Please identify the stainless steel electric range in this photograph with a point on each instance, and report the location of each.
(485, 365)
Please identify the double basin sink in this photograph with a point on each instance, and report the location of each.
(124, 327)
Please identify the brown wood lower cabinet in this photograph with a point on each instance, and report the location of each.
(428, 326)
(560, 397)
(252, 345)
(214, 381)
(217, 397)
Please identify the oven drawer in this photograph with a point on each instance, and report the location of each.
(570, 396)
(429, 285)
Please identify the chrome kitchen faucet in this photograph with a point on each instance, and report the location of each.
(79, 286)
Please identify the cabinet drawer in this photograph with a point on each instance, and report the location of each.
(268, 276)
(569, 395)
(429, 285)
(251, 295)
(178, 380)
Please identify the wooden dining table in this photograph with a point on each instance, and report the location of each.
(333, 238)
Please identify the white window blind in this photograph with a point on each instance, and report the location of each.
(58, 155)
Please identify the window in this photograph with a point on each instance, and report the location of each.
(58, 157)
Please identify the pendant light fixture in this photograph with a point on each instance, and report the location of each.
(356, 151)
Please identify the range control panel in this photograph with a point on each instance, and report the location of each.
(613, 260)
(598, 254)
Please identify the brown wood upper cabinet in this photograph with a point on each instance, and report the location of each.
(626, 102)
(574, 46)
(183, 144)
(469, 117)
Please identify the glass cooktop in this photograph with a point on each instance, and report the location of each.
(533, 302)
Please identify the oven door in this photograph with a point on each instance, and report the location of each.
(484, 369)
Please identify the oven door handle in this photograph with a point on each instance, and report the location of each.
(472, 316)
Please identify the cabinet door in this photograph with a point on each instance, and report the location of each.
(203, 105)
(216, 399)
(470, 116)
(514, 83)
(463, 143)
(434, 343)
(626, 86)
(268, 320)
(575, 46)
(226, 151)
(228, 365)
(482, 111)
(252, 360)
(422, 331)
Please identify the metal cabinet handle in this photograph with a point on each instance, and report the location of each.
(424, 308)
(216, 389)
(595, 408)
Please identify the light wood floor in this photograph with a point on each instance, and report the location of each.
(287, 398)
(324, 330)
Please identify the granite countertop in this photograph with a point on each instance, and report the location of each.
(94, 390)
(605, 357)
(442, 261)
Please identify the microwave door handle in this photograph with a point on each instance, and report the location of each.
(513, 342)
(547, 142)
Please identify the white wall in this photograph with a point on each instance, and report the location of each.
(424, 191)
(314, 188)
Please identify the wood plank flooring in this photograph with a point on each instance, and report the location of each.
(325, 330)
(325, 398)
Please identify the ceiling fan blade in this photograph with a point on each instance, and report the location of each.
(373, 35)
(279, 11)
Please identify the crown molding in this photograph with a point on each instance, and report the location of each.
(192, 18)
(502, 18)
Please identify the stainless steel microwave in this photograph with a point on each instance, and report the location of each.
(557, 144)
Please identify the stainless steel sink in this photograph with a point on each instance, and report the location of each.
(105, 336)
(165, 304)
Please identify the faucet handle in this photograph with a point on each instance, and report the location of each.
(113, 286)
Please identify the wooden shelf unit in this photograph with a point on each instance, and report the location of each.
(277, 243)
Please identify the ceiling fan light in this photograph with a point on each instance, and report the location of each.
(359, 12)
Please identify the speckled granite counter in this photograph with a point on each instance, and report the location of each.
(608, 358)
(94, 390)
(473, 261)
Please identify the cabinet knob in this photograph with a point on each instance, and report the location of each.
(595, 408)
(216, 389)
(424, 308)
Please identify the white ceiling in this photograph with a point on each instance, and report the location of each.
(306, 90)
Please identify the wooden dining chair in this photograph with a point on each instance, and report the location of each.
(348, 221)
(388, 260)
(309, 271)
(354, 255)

────────

Job>
From the first line to the last, retype the data exactly.

Full output>
Please identify the stainless steel electric range in this photograph with a point on each instance, and report the location of each.
(485, 365)
Please identify the double basin sink in this photograph with a point on each instance, and report the location of each.
(124, 327)
Please identify the brown wood lower cabinet in this photograph with a point on each instance, and report the location of each.
(428, 326)
(560, 397)
(252, 345)
(214, 381)
(217, 397)
Please identify the oven drawer in this photograph with a point on each instance, and report the location of each.
(570, 396)
(429, 285)
Please identify the chrome kitchen faucet in this photograph with a point on each instance, and report the location of each.
(79, 286)
Please identify the cabinet drawer in this photograph with a point on each instance, and report the location of each.
(268, 276)
(569, 395)
(429, 285)
(251, 295)
(178, 380)
Please identify the wooden dining table in this photograph with a point on each instance, and report the location of each.
(333, 238)
Please identify the white window blind in this photograph with a point on each instance, and report the location of each.
(58, 155)
Please identify the window in this photograph with a point on each instance, and report the location of each.
(58, 157)
Please identify the pendant light fixture in this photograph with a point on each instance, and report the location of each.
(356, 151)
Please identify the range control panel in this photograph with a point on each instance, and report the location of each.
(613, 260)
(598, 254)
Please identify the brown wood upper cabinet in this photograph with a point on each instance, and report the location of each.
(626, 102)
(574, 46)
(183, 144)
(469, 117)
Please identify the glass cooktop in this photograph with a point on each instance, and report the location of each.
(533, 302)
Please identify the oven door in this photograph with a point on each instance, and report the location of each.
(484, 369)
Please identify the oven door handle in this photograph with a point on each instance, and report the location of each.
(472, 316)
Please identify the cabinet door in this photograph with a point on each instance, and report the location of each.
(203, 105)
(216, 399)
(470, 116)
(514, 83)
(463, 143)
(434, 343)
(626, 86)
(268, 320)
(575, 46)
(226, 151)
(228, 365)
(482, 111)
(252, 360)
(422, 331)
Please identify the metal cabinet handle in this photograph with a point on each instance, and report the location of each.
(424, 308)
(216, 389)
(595, 408)
Please identify the light wood floor in this photograph with a point on each instance, and report the location of each.
(287, 398)
(324, 330)
Please identify the granite countertop in this photograph with a point on each instance, and report the location of each.
(94, 390)
(605, 357)
(442, 261)
Please identify the microwave door handle in this photograph with a point on each instance, and report the location of each.
(513, 342)
(547, 142)
Please identify the white wall in this photograph with a point on each instance, and report the location of each.
(424, 191)
(314, 188)
Please identify the wood plank flooring in this photograph with a point on each instance, and report the location of each.
(325, 330)
(325, 398)
Please identify the ceiling fan blade in this photograph with a point on each instance, and report the location of each.
(373, 35)
(279, 11)
Please identify the crown molding in this photograph with a point on each instance, and report the location of each.
(192, 18)
(502, 18)
Please identify the stainless steel microwave in this photograph with a point on each instance, and report the location of each.
(557, 144)
Please identify the stainless steel sink in this photograph with a point on each instance, and report the location of each.
(105, 336)
(165, 304)
Please identify the faucet handle in this photograph with a point on each instance, and report the location of each.
(113, 286)
Please identify the wooden shelf unit in this photograph with a point on each instance, and report the location of each.
(277, 243)
Please identify the ceiling fan light in this photograph with a point on each instance, and report the location of each.
(359, 12)
Please identify the speckled granite counter in this photograph with a point on each instance, and report the location of each.
(608, 358)
(94, 390)
(473, 261)
Please identify the cabinet knob in this photograph with a point on each instance, and report the location of each.
(595, 408)
(216, 389)
(424, 308)
Please identify the white ceiling in this photograph with a point on each instance, and report the location of each.
(306, 90)
Please identify the wooden dining chair in this photograph with a point on each instance, and report the location of each.
(348, 221)
(388, 260)
(309, 271)
(354, 255)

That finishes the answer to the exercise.